- Text section
Republicans eschewed a constitutional confrontation with the White House over Libya, though the House GOP did make a rather partisan effort to defund the Libya operations (a measure that failed) and still today House and Senate members raise their frustrations in committee hearings over their heavy-handed treatment by the White House.
But the actions of some Republicans point in a different direction. Last year, House Armed Services Committee Chairman Buck McKeon actually tried to expand the original Authorization for Use of Military Force that granted U.S. kinetic actions just three days after 9/11 -- which would have actually increased executive war-making power. While some on the Hill have long suspected the constitutionality of the War Powers Resolution, it was one of the few checks that Congress maintained over the president (aside from ability to defund operations, which in itself is a difficult tool to wield effectively). Now they have been complicit in its further watering down.
Aside from Ron Paul, there's been little mention of the president's overreach in Libya by the GOP's presidential aspirants. And why should there be? If any of them become president they too would want to enjoy the expanded executive power that Obama has helped provide for them. Quite simply, in a closely divided country in which each party has a fair shot to win the White House every four years, there is little political incentive for either Democrats or Republicans to say enough is enough.
And with a former constitutional law professor punting on the issue (along with the much abused and maligned Congress), we're now even further from chipping away at the vast power the executive branch has been husbanded on national security issues. In the end, that may be the greatest legacy of the U.S. intervention in Libya.

- Recorded data
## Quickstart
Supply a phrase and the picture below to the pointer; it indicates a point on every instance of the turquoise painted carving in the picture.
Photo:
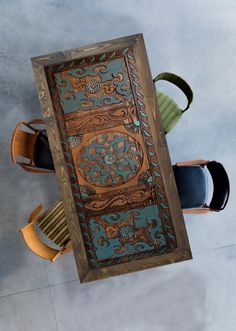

- What needs to be done
Name every person the passage on Libya and presidential war powers identifies by name.

- Completed task
Buck McKeon, Ron Paul, Obama